__To-do item__
Turn the stretch from the start of the records through the line containing "57L29 60L0 211L87" into a numbered list, leaving out any blank lines.

"""

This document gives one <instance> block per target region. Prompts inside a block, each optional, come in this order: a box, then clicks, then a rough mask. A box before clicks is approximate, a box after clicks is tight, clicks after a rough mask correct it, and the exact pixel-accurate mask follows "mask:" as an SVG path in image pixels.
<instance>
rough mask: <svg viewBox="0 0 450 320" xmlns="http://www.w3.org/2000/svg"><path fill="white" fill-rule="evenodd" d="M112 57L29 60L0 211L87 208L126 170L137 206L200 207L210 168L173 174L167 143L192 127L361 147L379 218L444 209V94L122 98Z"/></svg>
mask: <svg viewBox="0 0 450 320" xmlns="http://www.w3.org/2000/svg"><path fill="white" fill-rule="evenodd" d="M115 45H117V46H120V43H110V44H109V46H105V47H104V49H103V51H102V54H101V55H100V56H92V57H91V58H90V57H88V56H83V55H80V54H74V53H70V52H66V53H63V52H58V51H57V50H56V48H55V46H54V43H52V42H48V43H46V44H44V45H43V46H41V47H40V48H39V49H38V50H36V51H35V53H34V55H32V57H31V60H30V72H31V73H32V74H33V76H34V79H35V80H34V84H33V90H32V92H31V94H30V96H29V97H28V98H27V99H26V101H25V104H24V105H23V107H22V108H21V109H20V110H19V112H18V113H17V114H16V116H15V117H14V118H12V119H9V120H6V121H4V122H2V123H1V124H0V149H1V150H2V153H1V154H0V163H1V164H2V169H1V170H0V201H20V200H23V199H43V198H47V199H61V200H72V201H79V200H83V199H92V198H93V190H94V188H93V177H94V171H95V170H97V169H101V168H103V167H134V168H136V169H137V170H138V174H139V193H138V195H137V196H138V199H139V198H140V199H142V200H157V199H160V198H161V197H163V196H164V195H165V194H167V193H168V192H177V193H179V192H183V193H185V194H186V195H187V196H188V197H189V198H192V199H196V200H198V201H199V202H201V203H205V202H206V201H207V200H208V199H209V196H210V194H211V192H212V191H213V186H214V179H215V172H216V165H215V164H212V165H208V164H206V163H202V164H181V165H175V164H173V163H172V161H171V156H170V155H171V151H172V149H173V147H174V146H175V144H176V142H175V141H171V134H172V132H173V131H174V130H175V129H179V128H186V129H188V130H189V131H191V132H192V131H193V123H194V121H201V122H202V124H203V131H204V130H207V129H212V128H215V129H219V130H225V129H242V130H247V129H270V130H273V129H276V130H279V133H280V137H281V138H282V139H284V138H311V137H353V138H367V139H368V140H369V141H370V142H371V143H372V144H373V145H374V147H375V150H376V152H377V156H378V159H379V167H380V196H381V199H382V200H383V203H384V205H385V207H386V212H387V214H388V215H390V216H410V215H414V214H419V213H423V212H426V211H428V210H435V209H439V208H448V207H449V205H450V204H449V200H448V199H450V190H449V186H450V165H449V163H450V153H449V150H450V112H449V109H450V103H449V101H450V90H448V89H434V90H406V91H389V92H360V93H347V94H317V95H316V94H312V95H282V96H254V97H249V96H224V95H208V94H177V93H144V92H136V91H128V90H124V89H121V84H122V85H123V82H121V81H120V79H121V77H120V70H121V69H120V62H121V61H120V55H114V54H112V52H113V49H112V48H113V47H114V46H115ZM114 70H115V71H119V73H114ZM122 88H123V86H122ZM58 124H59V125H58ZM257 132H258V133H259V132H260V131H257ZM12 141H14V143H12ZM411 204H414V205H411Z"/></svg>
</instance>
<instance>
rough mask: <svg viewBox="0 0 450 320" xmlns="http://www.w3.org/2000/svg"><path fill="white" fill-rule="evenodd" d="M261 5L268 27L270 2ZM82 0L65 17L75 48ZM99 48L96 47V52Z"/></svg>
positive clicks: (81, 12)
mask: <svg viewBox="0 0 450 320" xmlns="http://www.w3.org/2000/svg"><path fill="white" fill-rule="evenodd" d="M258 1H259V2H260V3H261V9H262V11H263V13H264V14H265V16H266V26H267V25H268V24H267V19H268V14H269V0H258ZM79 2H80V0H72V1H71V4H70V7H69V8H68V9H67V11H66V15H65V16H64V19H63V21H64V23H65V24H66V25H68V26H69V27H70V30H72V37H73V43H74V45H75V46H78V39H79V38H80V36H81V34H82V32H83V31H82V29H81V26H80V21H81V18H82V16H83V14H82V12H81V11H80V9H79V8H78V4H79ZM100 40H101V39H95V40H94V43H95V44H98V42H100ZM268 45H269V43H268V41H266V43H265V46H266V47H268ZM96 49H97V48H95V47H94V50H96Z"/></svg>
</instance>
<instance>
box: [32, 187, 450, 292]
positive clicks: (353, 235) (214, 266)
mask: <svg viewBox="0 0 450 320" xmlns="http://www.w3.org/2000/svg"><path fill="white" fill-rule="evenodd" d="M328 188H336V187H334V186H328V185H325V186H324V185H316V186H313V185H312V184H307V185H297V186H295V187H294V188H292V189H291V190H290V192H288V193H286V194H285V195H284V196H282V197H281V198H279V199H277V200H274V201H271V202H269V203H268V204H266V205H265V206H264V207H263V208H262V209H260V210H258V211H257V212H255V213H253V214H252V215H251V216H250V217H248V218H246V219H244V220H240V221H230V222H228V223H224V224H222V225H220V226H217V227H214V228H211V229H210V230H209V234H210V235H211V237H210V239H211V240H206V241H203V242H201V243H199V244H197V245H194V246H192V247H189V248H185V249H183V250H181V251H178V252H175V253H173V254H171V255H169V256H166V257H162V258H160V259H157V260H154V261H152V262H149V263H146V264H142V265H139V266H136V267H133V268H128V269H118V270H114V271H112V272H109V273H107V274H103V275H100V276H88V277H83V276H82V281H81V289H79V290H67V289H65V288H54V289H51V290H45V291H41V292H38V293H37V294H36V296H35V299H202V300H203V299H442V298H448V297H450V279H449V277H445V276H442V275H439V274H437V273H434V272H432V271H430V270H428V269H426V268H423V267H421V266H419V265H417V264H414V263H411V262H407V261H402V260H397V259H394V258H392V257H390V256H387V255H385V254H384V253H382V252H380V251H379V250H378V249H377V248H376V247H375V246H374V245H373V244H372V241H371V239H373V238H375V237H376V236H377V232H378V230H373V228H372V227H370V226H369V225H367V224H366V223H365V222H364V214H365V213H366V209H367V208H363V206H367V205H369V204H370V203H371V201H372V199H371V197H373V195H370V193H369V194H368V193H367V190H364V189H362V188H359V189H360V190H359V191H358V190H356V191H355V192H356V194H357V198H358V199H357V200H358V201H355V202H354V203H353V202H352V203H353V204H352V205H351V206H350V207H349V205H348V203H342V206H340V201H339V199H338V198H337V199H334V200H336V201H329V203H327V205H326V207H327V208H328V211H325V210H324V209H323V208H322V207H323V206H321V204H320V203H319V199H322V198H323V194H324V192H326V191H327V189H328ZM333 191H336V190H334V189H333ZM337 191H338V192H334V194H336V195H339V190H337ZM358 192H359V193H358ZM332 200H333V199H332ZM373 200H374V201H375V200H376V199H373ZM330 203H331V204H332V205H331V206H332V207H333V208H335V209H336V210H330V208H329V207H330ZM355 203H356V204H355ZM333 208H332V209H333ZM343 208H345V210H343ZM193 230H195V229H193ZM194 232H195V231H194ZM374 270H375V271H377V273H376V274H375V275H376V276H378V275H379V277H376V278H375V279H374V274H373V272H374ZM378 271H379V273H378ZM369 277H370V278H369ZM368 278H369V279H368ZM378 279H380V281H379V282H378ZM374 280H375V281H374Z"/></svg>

"""

__Response area__
1. This document gives one <instance> block per target region. Prompts inside a block, each optional, come in this order: a box, then clicks, then a rough mask. A box before clicks is approximate, a box after clicks is tight, clicks after a rough mask correct it, and the exact pixel-accurate mask follows "mask:" as an SVG path in image pixels.
2. <instance>
3. rough mask: <svg viewBox="0 0 450 320" xmlns="http://www.w3.org/2000/svg"><path fill="white" fill-rule="evenodd" d="M112 57L29 60L0 211L87 208L126 170L137 206L200 207L210 168L173 174L167 143L192 127L361 147L379 218L444 209V94L122 98Z"/></svg>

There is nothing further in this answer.